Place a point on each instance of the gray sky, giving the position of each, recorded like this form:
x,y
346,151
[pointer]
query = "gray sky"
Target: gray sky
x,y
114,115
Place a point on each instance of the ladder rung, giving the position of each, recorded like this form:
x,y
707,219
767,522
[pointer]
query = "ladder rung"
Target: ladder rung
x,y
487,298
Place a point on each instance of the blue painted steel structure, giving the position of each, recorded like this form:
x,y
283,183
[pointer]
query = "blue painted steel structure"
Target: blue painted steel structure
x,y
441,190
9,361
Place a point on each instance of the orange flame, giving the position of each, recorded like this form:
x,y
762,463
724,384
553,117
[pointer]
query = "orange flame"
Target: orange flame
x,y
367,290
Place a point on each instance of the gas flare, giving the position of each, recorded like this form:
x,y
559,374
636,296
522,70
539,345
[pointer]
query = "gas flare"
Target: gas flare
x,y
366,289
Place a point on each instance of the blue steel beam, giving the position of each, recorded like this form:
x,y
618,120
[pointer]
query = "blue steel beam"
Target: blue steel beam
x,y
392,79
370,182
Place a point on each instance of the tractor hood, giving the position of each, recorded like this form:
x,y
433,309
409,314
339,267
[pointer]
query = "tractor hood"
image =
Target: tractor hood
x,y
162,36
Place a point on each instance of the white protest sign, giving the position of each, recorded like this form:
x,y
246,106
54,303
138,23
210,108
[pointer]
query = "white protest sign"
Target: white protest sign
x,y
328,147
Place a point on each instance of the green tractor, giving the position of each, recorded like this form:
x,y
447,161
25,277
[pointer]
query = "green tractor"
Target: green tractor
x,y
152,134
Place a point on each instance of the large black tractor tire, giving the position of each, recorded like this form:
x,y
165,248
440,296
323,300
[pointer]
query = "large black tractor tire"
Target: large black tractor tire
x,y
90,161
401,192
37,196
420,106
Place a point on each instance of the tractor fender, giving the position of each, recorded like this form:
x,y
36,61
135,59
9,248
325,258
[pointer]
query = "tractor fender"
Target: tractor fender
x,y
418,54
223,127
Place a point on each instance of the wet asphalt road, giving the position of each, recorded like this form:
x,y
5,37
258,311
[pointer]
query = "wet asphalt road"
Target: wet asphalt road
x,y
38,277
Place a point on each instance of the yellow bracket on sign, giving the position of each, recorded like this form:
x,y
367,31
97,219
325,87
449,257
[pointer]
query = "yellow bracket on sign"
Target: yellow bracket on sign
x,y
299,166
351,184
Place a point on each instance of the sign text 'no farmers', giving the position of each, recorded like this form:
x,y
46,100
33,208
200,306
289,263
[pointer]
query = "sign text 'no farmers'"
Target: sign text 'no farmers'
_ _ _
WHAT YOU NEED TO DO =>
Rewrite all of the items above, swapping "instance" for "occurrence" wherever it occurs and leaving everything else unchanged.

SOLUTION TO THIS PROBLEM =>
Place a point on each occurrence of the gray sky, giving the position of each, recorded like this form:
x,y
346,151
[pointer]
query = "gray sky"
Target: gray sky
x,y
114,115
Place a point on each occurrence of the ladder rung, giving the position of each, recorded like this form:
x,y
707,219
767,522
[pointer]
query = "ladder rung"
Target: ladder rung
x,y
487,298
Place a point on each occurrence of the blue painted steel structure, giving the position of each, recorded like this form:
x,y
283,183
[pointer]
query = "blue painted steel structure"
Target: blue painted steel structure
x,y
441,190
9,361
Place a point on each occurrence of the orange flame, giving the position of each, recorded like this form:
x,y
762,463
724,384
553,117
[pointer]
query = "orange flame"
Target: orange flame
x,y
367,290
Place a point on each occurrence of the gas flare, giving the position of each, recorded like this form:
x,y
559,374
636,296
522,70
539,345
[pointer]
query = "gas flare"
Target: gas flare
x,y
366,289
Place a point on each occurrence of the blue steel beam, giving the position of each, recorded like this form:
x,y
618,120
[pointer]
query = "blue steel beam"
Target: blue steel beam
x,y
392,79
370,182
Place a point on each occurrence of the tractor hood, giving the position of each, recorded like this form:
x,y
433,309
409,314
339,267
[pointer]
query = "tractor hood"
image =
Target: tractor hood
x,y
162,36
Place a point on each occurrence of the white protest sign, giving the position of each, recorded like this form:
x,y
246,106
54,303
138,23
210,108
[pointer]
query = "white protest sign"
Target: white protest sign
x,y
328,147
Place a point on each occurrence of the green tractor, giving the position of each, recorded like this form:
x,y
447,161
25,277
[pointer]
query = "green tractor"
Target: green tractor
x,y
152,134
Place a point on each occurrence of the large black tractor tire, giving the position of each, recorded like this form:
x,y
165,248
440,296
323,300
[pointer]
query = "large black tractor tire"
Target: large black tractor tire
x,y
90,161
401,192
37,196
420,106
Place a point on each occurrence of the tractor fender, giving the position of each, recorded like this form:
x,y
36,61
135,59
9,248
325,258
[pointer]
query = "tractor fender"
Target: tractor fender
x,y
418,54
223,127
Place a point on each occurrence of the wet asphalt road, giving the position of each, recorded like this form:
x,y
5,37
258,311
[pointer]
query = "wet asphalt road"
Target: wet asphalt road
x,y
38,277
Place a point on each occurrence of the yellow bracket on sign, giving the position of each, recorded like this form:
x,y
367,31
97,219
325,87
449,257
[pointer]
query = "yellow bracket on sign"
Target: yellow bracket on sign
x,y
299,166
351,184
Place a point on each occurrence of the sign text 'no farmers', giving the position of each, recorded like this form:
x,y
46,100
33,208
200,306
289,263
[pointer]
query = "sign text 'no farmers'"
Target: sign text 'no farmers'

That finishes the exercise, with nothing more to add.